***** Source

We can verify this using our previous program and using the Feldera Shell

INSERT INTO EDGES VALUES(0, 1);
SELECT * FROM CLOSURE;
x | y
-------
0 | 1
(1 row)
INSERT INTO EDGES VALUES(1, 2);
SELECT * FROM CLOSURE;
x | y
-------
0 | 1
1 | 2
0 | 2
(3 rows)
DELETE * FROM EDGES WHERE x = 0;
SELECT * FROM CLOSURE;
x | y
-------
1 | 2
(1 row)

Restrictions

Feldera supports a much wider range of operators in recursive queries than other SQL dialects. Currently the following operators can be used in recursive queries: SELECT, WHERE, GROUP BY, all kinds of JOINs, HAVING, aggregations, DISTINCT, UNNEST, VALUES, ORDER BY, PIVOT, UNION, INTERSECT, EXCEPT, table functions such as HOP and TUMBLE.

Unsupported constructs include window functions (using OVER).

Programs can mix annotations for streaming computations and recursive computations, but currently the garbage-collection mechanisms are ineffective for recursive views.

It is easy to write programs that will run for a very long time, e.g., the following view will attempt to create a view that contains all integer legal values:

CREATE RECURSIVE VIEW V(x INT);
CREATE VIEW V as SELECT x+1 FROM V UNION (SELECT 1);

**********
***** Data entries

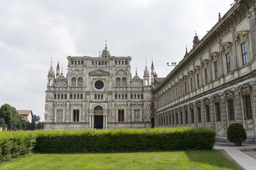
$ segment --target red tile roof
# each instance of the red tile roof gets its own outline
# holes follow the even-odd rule
[[[16,110],[18,113],[19,115],[29,115],[29,113],[31,113],[32,114],[32,110]]]

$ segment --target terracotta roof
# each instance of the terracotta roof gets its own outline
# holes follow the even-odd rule
[[[31,110],[16,110],[19,115],[29,115],[29,113],[31,113],[32,114]]]
[[[156,77],[156,79],[158,83],[161,83],[161,81],[163,81],[163,80],[164,79],[165,79],[165,77]]]

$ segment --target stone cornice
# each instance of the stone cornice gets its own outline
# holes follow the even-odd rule
[[[249,9],[255,6],[256,0],[238,0],[221,19],[208,31],[199,42],[188,52],[178,64],[167,75],[164,81],[154,89],[156,91],[169,80],[174,79],[182,74],[193,62],[201,57],[202,54],[209,51],[211,47],[220,42],[221,38],[230,30],[238,26],[249,15]]]

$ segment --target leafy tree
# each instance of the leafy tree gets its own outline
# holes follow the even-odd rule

**********

● **Written tasks**
**1.** Reproduce the Feldera recursive-query text from "DELETE * FROM" to "functions (using OVER).", replacing "window functions" with "analytic functions".
**2.** According to the Feldera recursive-query text, which construct is unsupported in recursive queries?

● **Problem solutions**
**1.**
DELETE * FROM EDGES WHERE x = 0;
SELECT * FROM CLOSURE;
x | y
-------
1 | 2
(1 row)

Restrictions

Feldera supports a much wider range of operators in recursive queries than other SQL dialects. Currently the following operators can be used in recursive queries: SELECT, WHERE, GROUP BY, all kinds of JOINs, HAVING, aggregations, DISTINCT, UNNEST, VALUES, ORDER BY, PIVOT, UNION, INTERSECT, EXCEPT, table functions such as HOP and TUMBLE.

Unsupported constructs include analytic functions (using OVER).

**2.** Window functions (using OVER).